◆ Assigned task: Return exactly the lines that run from the one containing "Where can the parked sedan" to the end of the entries, with both ends included.

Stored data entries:
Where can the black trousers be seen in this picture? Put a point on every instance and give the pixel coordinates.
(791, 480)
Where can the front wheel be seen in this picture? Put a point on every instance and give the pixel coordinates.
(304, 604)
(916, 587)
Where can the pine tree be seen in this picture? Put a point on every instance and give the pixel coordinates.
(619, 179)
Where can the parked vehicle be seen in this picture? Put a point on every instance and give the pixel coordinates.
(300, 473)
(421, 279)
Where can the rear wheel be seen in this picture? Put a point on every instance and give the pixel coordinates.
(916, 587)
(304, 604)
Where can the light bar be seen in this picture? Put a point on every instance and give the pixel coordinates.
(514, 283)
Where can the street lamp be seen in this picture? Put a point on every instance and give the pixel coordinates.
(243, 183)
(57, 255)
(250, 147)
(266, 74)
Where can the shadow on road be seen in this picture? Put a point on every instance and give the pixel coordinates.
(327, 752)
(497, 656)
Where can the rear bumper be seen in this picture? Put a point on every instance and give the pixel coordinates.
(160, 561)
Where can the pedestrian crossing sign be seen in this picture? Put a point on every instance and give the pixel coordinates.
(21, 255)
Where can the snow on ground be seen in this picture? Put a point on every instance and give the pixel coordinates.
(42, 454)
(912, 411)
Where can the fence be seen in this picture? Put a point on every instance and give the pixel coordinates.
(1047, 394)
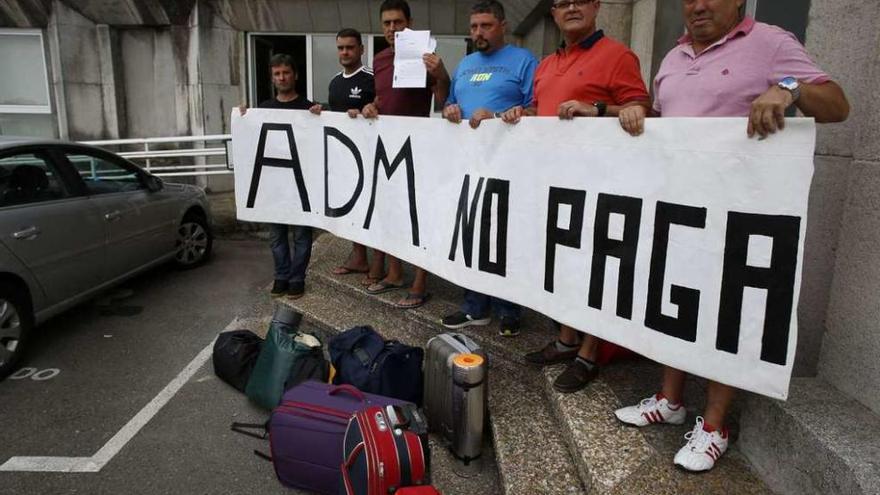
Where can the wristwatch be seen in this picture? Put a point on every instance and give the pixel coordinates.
(791, 85)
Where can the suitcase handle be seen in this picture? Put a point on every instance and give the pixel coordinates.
(349, 389)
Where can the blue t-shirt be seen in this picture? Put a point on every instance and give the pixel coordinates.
(496, 82)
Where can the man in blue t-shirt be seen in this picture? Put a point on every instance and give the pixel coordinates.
(492, 80)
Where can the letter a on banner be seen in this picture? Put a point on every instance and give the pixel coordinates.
(262, 160)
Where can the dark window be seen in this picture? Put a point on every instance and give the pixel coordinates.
(791, 15)
(28, 178)
(103, 176)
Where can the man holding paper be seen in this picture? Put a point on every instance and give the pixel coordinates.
(495, 78)
(413, 102)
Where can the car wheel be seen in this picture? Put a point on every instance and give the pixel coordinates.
(15, 327)
(194, 242)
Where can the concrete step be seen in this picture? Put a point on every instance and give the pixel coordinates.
(544, 442)
(817, 442)
(528, 447)
(537, 330)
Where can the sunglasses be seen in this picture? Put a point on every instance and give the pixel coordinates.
(564, 5)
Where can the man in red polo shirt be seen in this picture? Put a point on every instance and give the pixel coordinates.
(592, 75)
(413, 102)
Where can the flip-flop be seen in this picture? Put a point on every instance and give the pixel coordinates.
(368, 281)
(383, 286)
(344, 270)
(412, 301)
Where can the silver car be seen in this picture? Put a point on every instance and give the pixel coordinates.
(75, 220)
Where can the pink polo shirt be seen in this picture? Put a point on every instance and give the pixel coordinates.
(725, 78)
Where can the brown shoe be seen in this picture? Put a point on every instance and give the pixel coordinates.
(550, 354)
(576, 376)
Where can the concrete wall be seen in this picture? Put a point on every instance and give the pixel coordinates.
(851, 152)
(76, 68)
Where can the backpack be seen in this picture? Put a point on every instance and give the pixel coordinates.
(235, 354)
(285, 361)
(364, 359)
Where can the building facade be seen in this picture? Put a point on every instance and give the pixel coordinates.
(102, 69)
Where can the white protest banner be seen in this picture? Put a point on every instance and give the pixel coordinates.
(684, 244)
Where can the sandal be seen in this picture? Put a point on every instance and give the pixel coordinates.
(412, 301)
(384, 286)
(368, 280)
(345, 270)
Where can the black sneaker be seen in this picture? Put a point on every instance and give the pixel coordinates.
(551, 354)
(576, 376)
(460, 319)
(279, 288)
(509, 326)
(296, 290)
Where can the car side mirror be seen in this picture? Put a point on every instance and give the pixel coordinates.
(153, 183)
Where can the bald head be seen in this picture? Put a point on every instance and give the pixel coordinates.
(708, 21)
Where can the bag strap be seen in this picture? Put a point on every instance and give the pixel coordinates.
(362, 356)
(263, 456)
(349, 389)
(244, 428)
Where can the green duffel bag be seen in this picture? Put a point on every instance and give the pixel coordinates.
(287, 358)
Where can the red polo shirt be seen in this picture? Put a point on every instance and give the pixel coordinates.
(597, 69)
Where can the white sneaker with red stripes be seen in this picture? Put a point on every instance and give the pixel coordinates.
(650, 411)
(702, 450)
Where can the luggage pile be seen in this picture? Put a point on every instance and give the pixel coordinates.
(364, 432)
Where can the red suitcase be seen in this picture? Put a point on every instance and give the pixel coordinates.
(418, 490)
(382, 454)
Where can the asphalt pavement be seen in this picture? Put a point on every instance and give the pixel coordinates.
(120, 390)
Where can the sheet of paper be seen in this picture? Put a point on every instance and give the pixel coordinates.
(409, 69)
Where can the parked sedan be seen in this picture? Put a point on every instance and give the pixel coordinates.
(75, 220)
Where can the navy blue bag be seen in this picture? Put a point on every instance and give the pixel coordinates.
(364, 359)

◆ Output of the exercise:
Where can the parked sedan be seen in this picture? Put a point on every instance and give the pixel coordinates.
(75, 220)
Where can the navy blue bag be seen in this picture? Put a point on every instance and give the pixel coordinates.
(364, 359)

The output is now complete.